# Problem details
Write out exactly the lines from the one containing "Query: wheelchair frame" through the last line of the records below, including both.
====== The records ======
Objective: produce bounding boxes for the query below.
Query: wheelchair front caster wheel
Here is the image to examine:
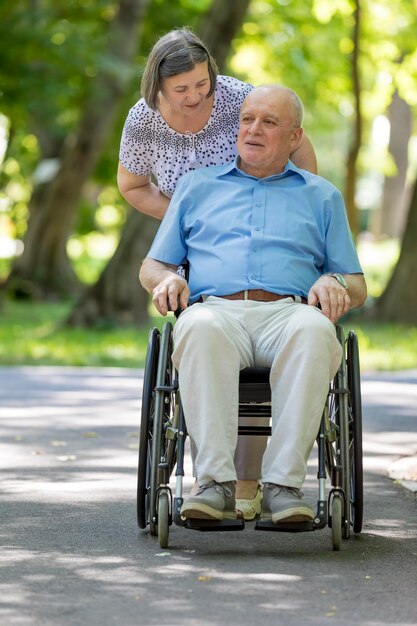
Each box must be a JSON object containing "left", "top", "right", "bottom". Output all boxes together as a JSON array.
[
  {"left": 331, "top": 494, "right": 343, "bottom": 551},
  {"left": 158, "top": 492, "right": 170, "bottom": 549}
]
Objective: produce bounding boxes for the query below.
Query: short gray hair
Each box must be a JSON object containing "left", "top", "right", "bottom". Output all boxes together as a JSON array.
[
  {"left": 250, "top": 85, "right": 304, "bottom": 127},
  {"left": 285, "top": 87, "right": 304, "bottom": 127},
  {"left": 141, "top": 28, "right": 218, "bottom": 110}
]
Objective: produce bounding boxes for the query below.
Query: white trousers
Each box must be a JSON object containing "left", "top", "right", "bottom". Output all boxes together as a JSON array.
[{"left": 172, "top": 297, "right": 342, "bottom": 489}]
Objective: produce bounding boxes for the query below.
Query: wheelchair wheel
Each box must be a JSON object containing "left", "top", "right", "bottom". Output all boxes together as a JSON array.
[
  {"left": 157, "top": 491, "right": 170, "bottom": 549},
  {"left": 137, "top": 327, "right": 160, "bottom": 529},
  {"left": 347, "top": 330, "right": 364, "bottom": 534},
  {"left": 331, "top": 493, "right": 343, "bottom": 551},
  {"left": 148, "top": 321, "right": 178, "bottom": 537},
  {"left": 326, "top": 326, "right": 351, "bottom": 539}
]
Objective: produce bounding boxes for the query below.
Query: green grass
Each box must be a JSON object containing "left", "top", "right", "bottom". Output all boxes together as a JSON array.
[
  {"left": 353, "top": 322, "right": 417, "bottom": 371},
  {"left": 0, "top": 299, "right": 416, "bottom": 371},
  {"left": 0, "top": 299, "right": 171, "bottom": 368}
]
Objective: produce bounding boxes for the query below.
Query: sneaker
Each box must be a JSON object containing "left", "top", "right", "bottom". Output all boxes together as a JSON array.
[
  {"left": 181, "top": 480, "right": 236, "bottom": 520},
  {"left": 262, "top": 483, "right": 315, "bottom": 523}
]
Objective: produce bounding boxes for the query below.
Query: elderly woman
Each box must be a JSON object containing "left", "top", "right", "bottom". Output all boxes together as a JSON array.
[{"left": 118, "top": 28, "right": 317, "bottom": 520}]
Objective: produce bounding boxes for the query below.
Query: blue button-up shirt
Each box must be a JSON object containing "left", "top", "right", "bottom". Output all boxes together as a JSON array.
[{"left": 148, "top": 159, "right": 363, "bottom": 303}]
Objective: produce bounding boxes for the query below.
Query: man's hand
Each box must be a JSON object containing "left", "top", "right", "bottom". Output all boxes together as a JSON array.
[
  {"left": 308, "top": 275, "right": 351, "bottom": 324},
  {"left": 139, "top": 257, "right": 191, "bottom": 316},
  {"left": 152, "top": 274, "right": 190, "bottom": 316}
]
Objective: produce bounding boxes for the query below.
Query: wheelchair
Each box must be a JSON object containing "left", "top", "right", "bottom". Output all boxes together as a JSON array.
[{"left": 136, "top": 315, "right": 363, "bottom": 552}]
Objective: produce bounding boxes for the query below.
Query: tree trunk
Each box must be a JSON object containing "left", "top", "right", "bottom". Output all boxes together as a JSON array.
[
  {"left": 67, "top": 210, "right": 158, "bottom": 326},
  {"left": 344, "top": 0, "right": 362, "bottom": 236},
  {"left": 3, "top": 0, "right": 149, "bottom": 300},
  {"left": 375, "top": 176, "right": 417, "bottom": 323},
  {"left": 198, "top": 0, "right": 252, "bottom": 70},
  {"left": 372, "top": 91, "right": 412, "bottom": 239},
  {"left": 68, "top": 0, "right": 250, "bottom": 327}
]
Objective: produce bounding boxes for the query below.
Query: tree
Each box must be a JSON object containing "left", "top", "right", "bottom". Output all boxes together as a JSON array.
[
  {"left": 67, "top": 209, "right": 158, "bottom": 326},
  {"left": 68, "top": 0, "right": 251, "bottom": 327},
  {"left": 373, "top": 91, "right": 412, "bottom": 239},
  {"left": 344, "top": 0, "right": 362, "bottom": 235},
  {"left": 2, "top": 0, "right": 149, "bottom": 299},
  {"left": 375, "top": 176, "right": 417, "bottom": 324},
  {"left": 198, "top": 0, "right": 251, "bottom": 69}
]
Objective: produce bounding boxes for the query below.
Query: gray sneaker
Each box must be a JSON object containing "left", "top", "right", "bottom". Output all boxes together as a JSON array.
[
  {"left": 181, "top": 480, "right": 236, "bottom": 520},
  {"left": 262, "top": 483, "right": 315, "bottom": 523}
]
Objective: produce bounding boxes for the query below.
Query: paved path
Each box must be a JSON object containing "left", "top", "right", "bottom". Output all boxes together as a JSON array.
[{"left": 1, "top": 367, "right": 416, "bottom": 626}]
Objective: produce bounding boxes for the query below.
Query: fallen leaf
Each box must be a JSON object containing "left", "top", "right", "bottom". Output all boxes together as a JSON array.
[
  {"left": 197, "top": 576, "right": 213, "bottom": 582},
  {"left": 82, "top": 432, "right": 99, "bottom": 438},
  {"left": 14, "top": 435, "right": 23, "bottom": 441},
  {"left": 56, "top": 455, "right": 77, "bottom": 462},
  {"left": 50, "top": 440, "right": 67, "bottom": 447},
  {"left": 155, "top": 552, "right": 171, "bottom": 557}
]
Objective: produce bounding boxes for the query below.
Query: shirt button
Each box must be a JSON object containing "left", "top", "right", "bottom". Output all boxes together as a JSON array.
[
  {"left": 254, "top": 227, "right": 260, "bottom": 231},
  {"left": 256, "top": 202, "right": 262, "bottom": 207}
]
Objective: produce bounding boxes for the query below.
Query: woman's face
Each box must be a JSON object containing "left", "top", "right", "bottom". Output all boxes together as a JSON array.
[{"left": 159, "top": 62, "right": 211, "bottom": 117}]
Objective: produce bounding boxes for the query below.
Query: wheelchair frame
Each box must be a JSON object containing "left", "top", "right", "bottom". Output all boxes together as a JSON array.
[{"left": 137, "top": 320, "right": 363, "bottom": 551}]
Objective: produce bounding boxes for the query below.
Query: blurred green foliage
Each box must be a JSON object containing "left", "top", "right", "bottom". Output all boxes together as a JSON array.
[
  {"left": 0, "top": 237, "right": 413, "bottom": 370},
  {"left": 0, "top": 299, "right": 151, "bottom": 367},
  {"left": 357, "top": 237, "right": 400, "bottom": 298},
  {"left": 231, "top": 0, "right": 417, "bottom": 188},
  {"left": 0, "top": 0, "right": 212, "bottom": 267},
  {"left": 1, "top": 297, "right": 416, "bottom": 371},
  {"left": 0, "top": 0, "right": 416, "bottom": 287}
]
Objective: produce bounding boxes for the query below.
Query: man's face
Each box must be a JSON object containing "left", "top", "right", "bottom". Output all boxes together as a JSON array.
[{"left": 237, "top": 88, "right": 303, "bottom": 177}]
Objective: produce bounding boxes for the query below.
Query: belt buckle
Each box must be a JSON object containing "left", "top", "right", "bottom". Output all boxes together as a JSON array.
[{"left": 244, "top": 290, "right": 249, "bottom": 301}]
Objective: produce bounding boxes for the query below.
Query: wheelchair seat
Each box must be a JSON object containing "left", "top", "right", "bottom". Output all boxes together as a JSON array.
[{"left": 239, "top": 367, "right": 271, "bottom": 403}]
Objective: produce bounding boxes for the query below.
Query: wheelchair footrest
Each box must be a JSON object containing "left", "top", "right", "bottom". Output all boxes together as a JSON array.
======
# Solved exercise
Query: wheelchair frame
Each box must be a JSON object containing "left", "top", "right", "bottom". Output all boxes together as a JSON array.
[{"left": 137, "top": 320, "right": 363, "bottom": 551}]
Objective: produce bounding boxes for the query below.
Query: blurred green foliage
Each box must be a JSON object containing "left", "top", "right", "bottom". Output all boxes together as a JSON array.
[
  {"left": 0, "top": 237, "right": 413, "bottom": 370},
  {"left": 0, "top": 299, "right": 151, "bottom": 367},
  {"left": 357, "top": 237, "right": 400, "bottom": 298},
  {"left": 231, "top": 0, "right": 417, "bottom": 188},
  {"left": 0, "top": 0, "right": 212, "bottom": 267},
  {"left": 1, "top": 297, "right": 416, "bottom": 371},
  {"left": 0, "top": 0, "right": 416, "bottom": 287}
]
Objective: produce bounding boxes for the query below.
Query: man's face
Each box must be a JSON object containing "left", "top", "right", "bottom". Output all boxes together as a JSON array.
[{"left": 237, "top": 88, "right": 303, "bottom": 177}]
Objective: produce bounding boxes for the query below.
Query: belt buckle
Each box must be a JSON object containing "left", "top", "right", "bottom". Output all boxes together as a JSON array.
[{"left": 244, "top": 290, "right": 249, "bottom": 301}]
Objective: produce bounding boxes for the query below.
Query: wheelchair seat
Each box must be a JSON object containing "left", "top", "right", "bottom". Output all boxes together as a JSON array.
[{"left": 239, "top": 367, "right": 271, "bottom": 403}]
Objective: produce bounding boxes for the query below.
Query: wheelchair footrest
Each box must be a JSON object containing "left", "top", "right", "bottom". Output all boxes together as a JSON array.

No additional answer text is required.